What this task involves ::
Copy each of the records below word for word, and leave the pictures out of your copy.

Listed entries ::
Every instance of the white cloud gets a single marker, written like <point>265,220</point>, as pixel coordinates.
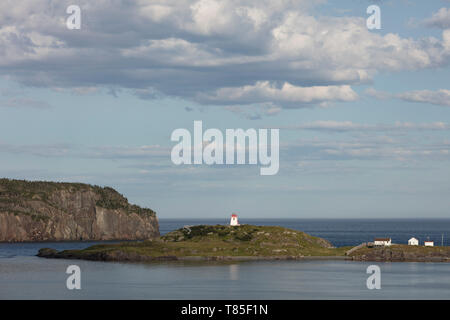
<point>349,126</point>
<point>265,92</point>
<point>440,97</point>
<point>254,51</point>
<point>440,19</point>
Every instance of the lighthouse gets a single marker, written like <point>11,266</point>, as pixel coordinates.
<point>234,221</point>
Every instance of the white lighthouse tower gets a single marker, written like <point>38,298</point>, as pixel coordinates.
<point>234,221</point>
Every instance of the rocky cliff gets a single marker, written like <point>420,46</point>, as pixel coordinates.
<point>49,211</point>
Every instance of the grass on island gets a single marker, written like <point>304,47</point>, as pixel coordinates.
<point>222,240</point>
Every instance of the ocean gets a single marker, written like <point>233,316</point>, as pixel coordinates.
<point>25,276</point>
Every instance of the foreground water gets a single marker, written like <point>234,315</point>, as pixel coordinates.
<point>24,276</point>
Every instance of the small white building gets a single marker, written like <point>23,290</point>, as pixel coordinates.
<point>234,220</point>
<point>386,242</point>
<point>429,244</point>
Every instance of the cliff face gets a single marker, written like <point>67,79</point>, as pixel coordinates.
<point>48,211</point>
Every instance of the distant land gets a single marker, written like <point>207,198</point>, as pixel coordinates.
<point>53,211</point>
<point>244,242</point>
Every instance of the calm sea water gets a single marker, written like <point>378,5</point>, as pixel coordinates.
<point>24,276</point>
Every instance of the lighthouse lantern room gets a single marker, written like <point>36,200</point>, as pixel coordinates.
<point>234,220</point>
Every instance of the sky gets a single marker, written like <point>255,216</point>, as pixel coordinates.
<point>364,115</point>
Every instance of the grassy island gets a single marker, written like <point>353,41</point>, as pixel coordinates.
<point>219,242</point>
<point>245,242</point>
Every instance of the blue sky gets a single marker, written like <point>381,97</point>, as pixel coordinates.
<point>364,115</point>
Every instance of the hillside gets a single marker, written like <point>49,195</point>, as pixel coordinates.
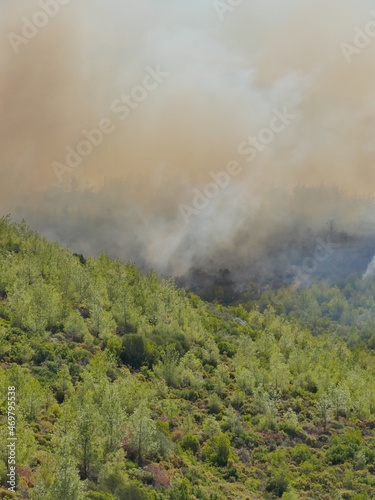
<point>130,388</point>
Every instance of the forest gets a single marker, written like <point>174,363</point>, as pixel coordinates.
<point>129,387</point>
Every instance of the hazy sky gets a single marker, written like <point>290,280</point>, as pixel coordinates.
<point>222,74</point>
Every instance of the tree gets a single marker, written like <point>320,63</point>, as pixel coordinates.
<point>168,368</point>
<point>143,434</point>
<point>324,408</point>
<point>340,399</point>
<point>67,484</point>
<point>217,450</point>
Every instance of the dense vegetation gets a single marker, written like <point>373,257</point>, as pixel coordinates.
<point>129,388</point>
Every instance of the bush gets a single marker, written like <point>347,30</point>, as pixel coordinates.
<point>277,482</point>
<point>215,404</point>
<point>190,442</point>
<point>217,450</point>
<point>130,492</point>
<point>301,453</point>
<point>134,350</point>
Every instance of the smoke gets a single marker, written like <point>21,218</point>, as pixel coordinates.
<point>223,82</point>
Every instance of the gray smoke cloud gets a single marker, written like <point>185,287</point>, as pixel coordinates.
<point>223,81</point>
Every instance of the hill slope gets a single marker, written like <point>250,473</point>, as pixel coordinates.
<point>129,388</point>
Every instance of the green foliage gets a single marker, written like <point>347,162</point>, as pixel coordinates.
<point>120,376</point>
<point>190,442</point>
<point>217,450</point>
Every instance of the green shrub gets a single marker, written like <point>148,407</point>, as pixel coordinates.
<point>190,442</point>
<point>301,453</point>
<point>217,450</point>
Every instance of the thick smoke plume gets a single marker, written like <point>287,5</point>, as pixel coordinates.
<point>224,78</point>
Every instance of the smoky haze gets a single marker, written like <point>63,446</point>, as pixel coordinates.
<point>223,80</point>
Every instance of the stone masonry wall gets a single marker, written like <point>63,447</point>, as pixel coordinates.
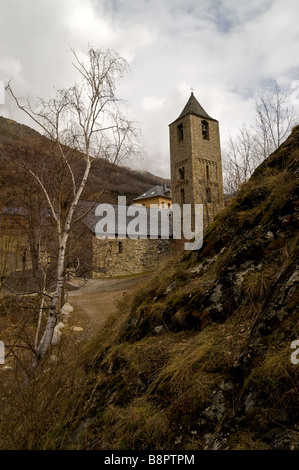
<point>196,166</point>
<point>124,257</point>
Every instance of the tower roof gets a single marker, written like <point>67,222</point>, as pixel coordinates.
<point>193,107</point>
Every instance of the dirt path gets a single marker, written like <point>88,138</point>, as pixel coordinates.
<point>96,299</point>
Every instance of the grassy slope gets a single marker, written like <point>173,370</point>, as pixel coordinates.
<point>15,137</point>
<point>219,374</point>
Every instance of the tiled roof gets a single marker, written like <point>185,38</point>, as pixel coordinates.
<point>154,192</point>
<point>123,223</point>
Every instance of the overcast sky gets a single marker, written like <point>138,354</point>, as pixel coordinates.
<point>226,50</point>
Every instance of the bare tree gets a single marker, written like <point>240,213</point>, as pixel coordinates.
<point>84,120</point>
<point>254,144</point>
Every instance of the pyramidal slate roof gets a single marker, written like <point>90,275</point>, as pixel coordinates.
<point>193,107</point>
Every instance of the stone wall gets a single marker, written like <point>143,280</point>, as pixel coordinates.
<point>124,257</point>
<point>196,168</point>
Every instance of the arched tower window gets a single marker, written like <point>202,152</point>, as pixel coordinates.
<point>182,173</point>
<point>209,195</point>
<point>182,196</point>
<point>205,130</point>
<point>180,131</point>
<point>207,172</point>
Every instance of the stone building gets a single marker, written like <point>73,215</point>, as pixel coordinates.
<point>158,196</point>
<point>195,158</point>
<point>196,178</point>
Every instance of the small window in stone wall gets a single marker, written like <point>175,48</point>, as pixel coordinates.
<point>205,130</point>
<point>207,172</point>
<point>182,173</point>
<point>180,131</point>
<point>209,195</point>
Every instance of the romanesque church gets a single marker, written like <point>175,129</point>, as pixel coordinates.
<point>196,178</point>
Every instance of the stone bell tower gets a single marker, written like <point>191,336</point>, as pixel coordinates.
<point>195,157</point>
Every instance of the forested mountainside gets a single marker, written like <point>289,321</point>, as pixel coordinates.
<point>200,358</point>
<point>19,139</point>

Answer to the problem ::
Every instance of the white cloud gets a single marker, written like <point>265,220</point>, as pixel coordinates.
<point>349,126</point>
<point>265,92</point>
<point>440,97</point>
<point>254,51</point>
<point>440,19</point>
Every instance of the lighthouse gets a single marker, written like <point>11,266</point>, as pixel coordinates.
<point>234,221</point>
Every instance of the white lighthouse tower gets a single marker, written like <point>38,298</point>, as pixel coordinates.
<point>234,221</point>
Every instance of the rocky cliff gets a single marker, written like <point>420,46</point>, as pixel coordinates.
<point>49,211</point>
Every instance of the grass on island gets a single marker, written like <point>304,47</point>, as pixel coordinates.
<point>222,240</point>
Every instance of the ocean gets a single marker, written like <point>233,316</point>, as pixel coordinates.
<point>25,276</point>
Every instance of the foreground water gets a single marker, written like <point>234,315</point>, as pixel coordinates.
<point>24,276</point>
Every instance of the small white building gets a single marker, written like <point>23,290</point>, as pixel coordinates.
<point>234,220</point>
<point>386,242</point>
<point>429,244</point>
Every instance of the cliff face gets a single marker, written like <point>67,79</point>, as pixel coordinates.
<point>48,211</point>
Every instance of the distant land gets a single marker, written like <point>207,198</point>, as pixel coordinates.
<point>53,211</point>
<point>244,242</point>
Every instance of the calm sea water gets a single marker, written like <point>378,5</point>, as pixel coordinates.
<point>24,276</point>
Every instance of the lighthouse lantern room gets a single marker, written like <point>36,200</point>, as pixel coordinates.
<point>234,220</point>
Every instance of the sky gets a single marker, written like <point>255,216</point>, as pixel coordinates.
<point>364,115</point>
Every instance of the grassy island gets a single marker, written like <point>353,41</point>, as pixel coordinates.
<point>219,242</point>
<point>245,242</point>
Every instance of the blue sky gets a single marker, written like <point>381,97</point>, as pixel coordinates.
<point>364,115</point>
Every instance of the hillside gets a single marker, written like <point>49,195</point>, as pixel coordinates.
<point>130,388</point>
Every instance of the forest gets a single marker, written like <point>174,363</point>, as pixel coordinates.
<point>129,387</point>
Every instance of the hazy sky gets a single marker, written like <point>290,280</point>, as pixel coordinates.
<point>222,74</point>
Every instance of the tree gets a single marker, written like <point>320,63</point>, as pixel coordinates.
<point>168,368</point>
<point>143,434</point>
<point>324,408</point>
<point>340,399</point>
<point>67,484</point>
<point>217,450</point>
Every instance of the dense vegetation gets a single marker, written like <point>373,257</point>, as pixel coordinates.
<point>129,388</point>
Every instance of the bush gets a single marker, written like <point>347,30</point>, as pixel coordinates.
<point>277,482</point>
<point>215,404</point>
<point>190,442</point>
<point>217,450</point>
<point>130,492</point>
<point>301,453</point>
<point>134,350</point>
Every instance of the smoke gets a single marker, written like <point>21,218</point>, as pixel coordinates.
<point>223,82</point>
Every instance of the gray smoke cloud gets a single marker, written like <point>185,287</point>, as pixel coordinates.
<point>223,81</point>
Every instance of the hill slope gets a single marker, written like <point>250,473</point>, as pixel coordinates.
<point>129,388</point>
Every instance of the green foliage gets a single marker, written like <point>347,162</point>, as pixel coordinates.
<point>120,376</point>
<point>190,442</point>
<point>217,450</point>
Every instance of the green shrub gets a single marker, written like <point>148,407</point>, as pixel coordinates.
<point>190,442</point>
<point>301,453</point>
<point>217,450</point>
Every instance of the thick smoke plume gets a single marker, written like <point>287,5</point>, as pixel coordinates.
<point>224,78</point>
Every instance of the smoky haze gets a single marker, written like <point>63,446</point>, as pixel coordinates.
<point>223,80</point>
Every instance of the stone masonry wall gets a single marker, written like <point>63,447</point>, as pixel coordinates.
<point>196,166</point>
<point>124,257</point>
Every instance of the tower roof gets a single marker, written like <point>67,222</point>, as pixel coordinates.
<point>193,107</point>
Every instance of the dirt path gets a single marker, written like <point>88,138</point>, as pixel coordinates.
<point>96,299</point>
Every instance of the grassy slope gets a single marker, written like <point>173,370</point>, as pixel coordinates.
<point>15,137</point>
<point>219,374</point>
Every instance of the tiled roof gets a single marker, written like <point>185,38</point>, as pixel coordinates.
<point>154,192</point>
<point>123,223</point>
Every instance of the overcast sky gets a single marker, written like <point>138,354</point>, as pixel coordinates.
<point>226,50</point>
Every instance of the bare tree gets a single marker, written like <point>240,213</point>, as pixel coordinates.
<point>84,120</point>
<point>254,144</point>
Every instance of the pyramidal slate roof gets a single marker, written like <point>90,275</point>, as pixel coordinates.
<point>193,107</point>
Every instance of the stone wall gets a single marker, written like <point>143,280</point>, as pixel coordinates.
<point>124,257</point>
<point>196,168</point>
Every instance of the arched tower window gets a single marker, written like <point>202,152</point>, as pixel coordinates.
<point>182,173</point>
<point>209,195</point>
<point>182,196</point>
<point>205,130</point>
<point>180,131</point>
<point>207,172</point>
Every instance of the stone building gets a single marker, written like <point>73,215</point>, as pixel coordinates.
<point>158,196</point>
<point>195,158</point>
<point>196,178</point>
Every instance of the small window in stone wall gets a single marker, written like <point>175,48</point>, as pixel coordinates.
<point>205,130</point>
<point>207,172</point>
<point>182,173</point>
<point>180,131</point>
<point>209,195</point>
Every instance of the romanesque church gets a single marker, written like <point>175,129</point>, as pixel coordinates.
<point>196,178</point>
Every instance of the stone bell tower gets a single marker, written like <point>191,336</point>, as pixel coordinates.
<point>195,157</point>
Every instance of the forested mountainside gets a single marker, written like <point>289,321</point>, as pixel coordinates.
<point>200,358</point>
<point>19,139</point>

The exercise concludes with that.